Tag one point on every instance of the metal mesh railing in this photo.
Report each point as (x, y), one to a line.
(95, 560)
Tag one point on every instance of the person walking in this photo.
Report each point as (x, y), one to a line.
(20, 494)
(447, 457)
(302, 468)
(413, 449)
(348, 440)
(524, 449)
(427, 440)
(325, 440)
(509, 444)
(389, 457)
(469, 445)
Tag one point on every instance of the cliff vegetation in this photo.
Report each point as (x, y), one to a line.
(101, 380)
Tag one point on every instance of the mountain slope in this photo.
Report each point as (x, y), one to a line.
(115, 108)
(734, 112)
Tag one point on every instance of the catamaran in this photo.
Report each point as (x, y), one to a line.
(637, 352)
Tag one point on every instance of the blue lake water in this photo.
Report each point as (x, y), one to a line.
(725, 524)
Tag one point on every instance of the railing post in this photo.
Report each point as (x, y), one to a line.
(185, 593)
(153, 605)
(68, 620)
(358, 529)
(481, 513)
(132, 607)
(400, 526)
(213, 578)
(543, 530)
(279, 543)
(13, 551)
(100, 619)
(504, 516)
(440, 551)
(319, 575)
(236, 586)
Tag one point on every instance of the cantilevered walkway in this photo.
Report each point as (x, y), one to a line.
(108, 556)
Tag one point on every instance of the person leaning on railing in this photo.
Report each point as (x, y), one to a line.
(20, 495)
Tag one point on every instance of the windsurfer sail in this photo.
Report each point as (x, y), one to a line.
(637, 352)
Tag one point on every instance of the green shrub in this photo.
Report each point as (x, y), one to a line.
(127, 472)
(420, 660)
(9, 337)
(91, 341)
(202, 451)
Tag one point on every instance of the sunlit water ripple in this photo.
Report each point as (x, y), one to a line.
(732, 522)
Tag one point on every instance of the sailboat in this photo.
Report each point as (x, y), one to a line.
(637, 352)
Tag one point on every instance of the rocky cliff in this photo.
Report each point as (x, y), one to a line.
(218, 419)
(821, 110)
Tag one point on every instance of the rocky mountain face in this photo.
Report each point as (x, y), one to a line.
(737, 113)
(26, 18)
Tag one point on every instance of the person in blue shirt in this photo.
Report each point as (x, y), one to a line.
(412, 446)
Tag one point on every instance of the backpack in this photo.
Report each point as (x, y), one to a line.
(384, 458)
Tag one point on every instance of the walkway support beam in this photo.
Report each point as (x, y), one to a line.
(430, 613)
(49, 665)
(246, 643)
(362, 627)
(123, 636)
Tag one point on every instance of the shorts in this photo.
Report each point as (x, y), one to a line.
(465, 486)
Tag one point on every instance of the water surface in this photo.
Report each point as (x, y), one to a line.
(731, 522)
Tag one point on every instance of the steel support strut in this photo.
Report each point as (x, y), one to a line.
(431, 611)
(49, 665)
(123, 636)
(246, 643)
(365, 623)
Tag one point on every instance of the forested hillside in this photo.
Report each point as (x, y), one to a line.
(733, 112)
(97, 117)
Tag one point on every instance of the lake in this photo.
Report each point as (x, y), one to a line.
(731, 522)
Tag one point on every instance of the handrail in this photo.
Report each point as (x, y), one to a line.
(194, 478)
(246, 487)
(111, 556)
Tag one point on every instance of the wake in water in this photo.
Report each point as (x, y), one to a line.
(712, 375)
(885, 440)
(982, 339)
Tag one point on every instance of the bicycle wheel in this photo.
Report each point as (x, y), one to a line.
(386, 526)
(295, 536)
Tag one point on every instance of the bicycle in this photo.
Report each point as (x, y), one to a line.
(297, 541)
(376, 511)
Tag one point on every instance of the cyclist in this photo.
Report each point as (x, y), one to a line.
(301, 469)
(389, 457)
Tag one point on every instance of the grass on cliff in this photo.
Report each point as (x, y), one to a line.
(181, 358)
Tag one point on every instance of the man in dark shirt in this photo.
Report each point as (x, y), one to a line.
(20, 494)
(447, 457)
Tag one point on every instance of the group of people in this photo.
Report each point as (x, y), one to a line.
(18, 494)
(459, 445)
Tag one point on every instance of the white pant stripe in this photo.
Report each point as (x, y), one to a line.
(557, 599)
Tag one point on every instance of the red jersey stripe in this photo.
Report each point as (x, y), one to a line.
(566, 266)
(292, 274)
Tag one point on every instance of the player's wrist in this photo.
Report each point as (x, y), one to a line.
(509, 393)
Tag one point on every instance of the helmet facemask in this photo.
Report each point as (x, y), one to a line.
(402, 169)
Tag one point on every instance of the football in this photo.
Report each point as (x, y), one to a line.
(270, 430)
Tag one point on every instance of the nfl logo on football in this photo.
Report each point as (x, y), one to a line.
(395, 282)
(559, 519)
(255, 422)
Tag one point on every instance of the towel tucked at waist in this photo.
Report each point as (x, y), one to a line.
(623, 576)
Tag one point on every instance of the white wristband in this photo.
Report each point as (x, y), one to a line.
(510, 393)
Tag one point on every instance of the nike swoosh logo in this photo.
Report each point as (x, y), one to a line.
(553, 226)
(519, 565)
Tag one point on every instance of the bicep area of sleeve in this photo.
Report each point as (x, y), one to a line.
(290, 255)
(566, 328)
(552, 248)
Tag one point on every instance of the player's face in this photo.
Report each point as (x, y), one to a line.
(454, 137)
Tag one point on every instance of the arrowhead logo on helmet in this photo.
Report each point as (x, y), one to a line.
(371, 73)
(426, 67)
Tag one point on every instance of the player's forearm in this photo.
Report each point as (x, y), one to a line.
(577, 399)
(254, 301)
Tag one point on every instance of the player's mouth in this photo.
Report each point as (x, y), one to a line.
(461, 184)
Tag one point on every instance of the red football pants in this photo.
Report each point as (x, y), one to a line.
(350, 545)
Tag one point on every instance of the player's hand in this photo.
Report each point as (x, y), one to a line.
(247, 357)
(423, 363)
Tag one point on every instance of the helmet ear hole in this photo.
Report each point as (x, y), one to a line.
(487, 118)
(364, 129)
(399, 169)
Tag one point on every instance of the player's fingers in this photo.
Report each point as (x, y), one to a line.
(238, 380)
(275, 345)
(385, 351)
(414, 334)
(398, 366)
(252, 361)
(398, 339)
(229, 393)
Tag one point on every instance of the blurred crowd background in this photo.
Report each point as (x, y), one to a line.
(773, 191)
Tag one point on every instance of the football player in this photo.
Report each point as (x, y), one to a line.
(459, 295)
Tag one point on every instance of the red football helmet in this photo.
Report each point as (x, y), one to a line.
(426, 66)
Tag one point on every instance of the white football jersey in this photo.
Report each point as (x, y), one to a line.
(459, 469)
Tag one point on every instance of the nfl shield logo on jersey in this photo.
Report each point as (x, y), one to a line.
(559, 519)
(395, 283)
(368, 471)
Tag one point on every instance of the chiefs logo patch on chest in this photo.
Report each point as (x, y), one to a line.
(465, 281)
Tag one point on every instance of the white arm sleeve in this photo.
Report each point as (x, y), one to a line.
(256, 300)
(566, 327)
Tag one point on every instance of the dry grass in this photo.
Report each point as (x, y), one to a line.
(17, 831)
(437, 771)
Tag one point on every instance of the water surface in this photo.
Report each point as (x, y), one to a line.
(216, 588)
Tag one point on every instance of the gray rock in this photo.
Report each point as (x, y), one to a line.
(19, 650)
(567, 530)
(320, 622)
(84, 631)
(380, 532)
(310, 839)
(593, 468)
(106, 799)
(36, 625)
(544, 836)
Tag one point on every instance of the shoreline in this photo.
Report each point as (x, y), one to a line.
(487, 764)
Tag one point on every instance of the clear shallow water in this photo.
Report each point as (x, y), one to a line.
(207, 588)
····················
### Required task
Restate each record exactly as written.

### Result for this task
Tag one point on every instance of the metal mesh railing in this photo.
Report each point as (x, y), one to a line.
(95, 560)
Tag one point on every instance of the person walking in this photo.
Report each point as (x, y), one to a line.
(20, 494)
(447, 457)
(302, 468)
(413, 449)
(348, 440)
(524, 449)
(427, 440)
(325, 440)
(509, 444)
(389, 457)
(469, 445)
Tag one point on every instance of the cliff vegetation in this photo.
Report each point as (x, y), one to a line.
(101, 380)
Tag one point on every instance of the mountain slope in this photo.
Report each point as (x, y), one to a line.
(115, 108)
(734, 112)
Tag one point on every instance of the catamaran in this photo.
Report each point as (x, y), one to a line.
(637, 352)
Tag one point on every instance of the blue lake water in this photo.
Report each point as (x, y), one to a line.
(725, 524)
Tag one point on every instance of the railing post in this photo.
Report each point as (x, y), one to a line.
(185, 593)
(153, 605)
(68, 620)
(358, 529)
(481, 513)
(132, 607)
(400, 526)
(213, 578)
(543, 530)
(279, 543)
(13, 551)
(100, 619)
(504, 516)
(440, 551)
(319, 575)
(236, 586)
Tag one point on every instance of the cantilevered walkway in this photo.
Report each point as (x, y), one to a line.
(108, 556)
Tag one point on every instance of the person leaning on railing in this photo.
Report each point as (x, y), one to a line.
(20, 495)
Tag one point on every instance of the windsurfer sail in this photo.
Report each point as (x, y), one to a line.
(637, 352)
Tag one point on every instance of the green shrub in this photo.
Report each point as (x, y), one to a line.
(127, 472)
(420, 660)
(9, 337)
(91, 341)
(202, 451)
Tag one point on every instance of the sunlit water ripple in this photo.
Report each point as (x, y), one to a line.
(732, 522)
Tag one point on every instance of the sailboat in this photo.
Report each point as (x, y), one to a line.
(637, 352)
Tag one point on every instance of the rocky cliff in this photo.
Report each point as (x, y), one to a line.
(218, 419)
(821, 110)
Tag one point on every instance of the rocky mountain face in this photo.
Report each point as (x, y), one to a line.
(737, 113)
(26, 18)
Tag one point on every instance of the person in blue shirt in this photo.
Report each point as (x, y), one to a line.
(412, 446)
Tag one point on every instance of the backpack in this photo.
Report each point as (x, y), one to a line.
(384, 458)
Tag one point on every instance of the walkway support beam in this photo.
Report each point as (x, y), one to a line.
(430, 613)
(49, 665)
(246, 643)
(362, 627)
(123, 636)
Tag one point on every instance of the shorts in this photo.
Report each point as (x, y), one to a line.
(465, 486)
Tag one point on every instance of the water surface in this photo.
Report each point as (x, y), one to a line.
(731, 522)
Tag one point on every instance of the steel support strut in this photo.
Report each point as (x, y), one to a line.
(431, 611)
(49, 665)
(123, 636)
(246, 643)
(365, 623)
Tag one point on every instance of the forested hillside in this photo.
Report each point as (x, y), one to a line.
(733, 112)
(97, 117)
Tag one point on every instance of the lake in this photo.
Report each point as (x, y), one to a line.
(731, 522)
Tag one point on every instance of the handrail in this photo.
Report each point as (x, y), one to a line.
(194, 478)
(246, 487)
(111, 556)
Tag one point on every instance of the wake in water in this photo.
Report each point as (x, y), one to a line.
(712, 375)
(885, 440)
(982, 339)
Tag one point on every instance of the bicycle wheel in this photo.
Report each point as (x, y), one to a line.
(386, 526)
(295, 536)
Tag one point on every instance of the bicycle in this photo.
Report each point as (x, y), one to a line.
(297, 541)
(376, 511)
Tag one point on every instance of the cyclist in this photo.
Report each point as (x, y), one to a line.
(301, 469)
(389, 457)
Tag one point on every instance of the grass on cliff in this photo.
Report each point as (x, y), one to a line.
(181, 358)
Tag one point on every instance of the man in dark shirt in this photo.
Report each point as (x, y), one to a line.
(20, 494)
(447, 457)
Tag one point on every instance of the group of people in this photo.
Report each point as (x, y), one to a line.
(18, 494)
(459, 445)
Tag one point on every instance of the white pant stripe in this photo.
Report each point as (x, y), one to a line.
(557, 599)
Tag one point on every instance of the red jersey stripe in this photo.
Report each point as (x, y), one to a line.
(566, 266)
(292, 274)
Tag one point on every instance of the player's wrist in this photo.
Report each point as (x, y), one to a line.
(509, 393)
Tag one point on every instance of the helmet facemask in this photo.
Report each point as (x, y), one to a line.
(402, 169)
Tag one point on every instance of the football in this photo.
Report each point as (x, y), one to a line.
(270, 430)
Tag one point on every instance of the nfl logo on football in this photo.
Report each point as (x, y), one to a line.
(395, 282)
(559, 519)
(255, 422)
Tag one point on every instance of the towel tucked at waist in this photo.
Report each point as (x, y), one to a line.
(623, 576)
Tag one point on every instance of the white wristband in this photo.
Report each point as (x, y), one to a line.
(510, 393)
Tag one point on every instance of the nike swoosh logo in this photo.
Report each point as (x, y), one to a line.
(553, 226)
(519, 565)
Tag one point on every instance of the bicep area of sleeve in this photo.
Report each point as (x, y), one to a line.
(290, 255)
(566, 328)
(552, 248)
Tag one point on every instance of the player's face in this photo.
Report each point as (x, y), one to a line.
(454, 137)
Tag one point on every instance of the arrowhead logo on helmet in this photo.
Report each point as (x, y), one to a line.
(371, 73)
(426, 67)
Tag one point on every instance of the player's forearm in this photo.
Report each point as (x, y), one to a line.
(577, 399)
(254, 301)
Tag one point on every instance of the player's mouth in this photo.
Report each point as (x, y), one to a line.
(461, 184)
Tag one point on every instance of the red football pants in this photo.
Report each point as (x, y), one to a line.
(350, 545)
Tag one point on every instance of the player's hand in this photo.
Report each point as (x, y), one to a line.
(247, 357)
(423, 363)
Tag one point on every instance of the helmet ear hole in this photo.
Report each point as (x, y), one to a line.
(487, 118)
(364, 129)
(399, 169)
Tag one point on every instance of the player's fingers in this photo.
Report each point as (x, y), one to a line.
(238, 380)
(275, 345)
(385, 351)
(414, 334)
(398, 366)
(252, 361)
(398, 339)
(229, 393)
Tag one point on every instance of the blurred crowd background in this photo.
Report each point as (x, y), one to a line.
(773, 191)
Tag one point on every instance of the football player in this photo.
Report each point as (x, y), one to a line.
(459, 295)
Tag one point on every instance of the red football helmet in this photo.
Report each point as (x, y), one to a line.
(426, 66)
Tag one point on every instance of the white football jersey in this photo.
Report each point as (x, y), one to a line.
(459, 469)
Tag one point on every instance of the nfl shield logo on jersey in this photo.
Report each point as (x, y), one to a line.
(559, 519)
(395, 283)
(368, 471)
Tag one point on every instance of the chiefs logo patch on chest in this photo.
Report each point as (x, y), one to a line.
(465, 281)
Tag one point on every instance of the white arm sleeve in this photo.
Report each point as (x, y), one to a line.
(256, 300)
(566, 327)
Tag one point on every instance of the dry grass in this photo.
Report each point as (x, y), one to a line.
(17, 831)
(437, 771)
Tag one point on every instance of the water surface in this photo.
Report each point as (x, y), one to a line.
(216, 588)
Tag one point on every instance of the gray rock in this photo.
Report each point as (x, y), one to a line.
(19, 650)
(567, 530)
(320, 622)
(84, 631)
(380, 532)
(310, 839)
(593, 468)
(106, 799)
(36, 625)
(544, 836)
Tag one point on every instance of the shoreline in this photo.
Report each point as (x, y), one to a line.
(487, 764)
Tag one point on every instance of the clear shallow water in this photo.
Report each point as (x, y), one to a line.
(207, 588)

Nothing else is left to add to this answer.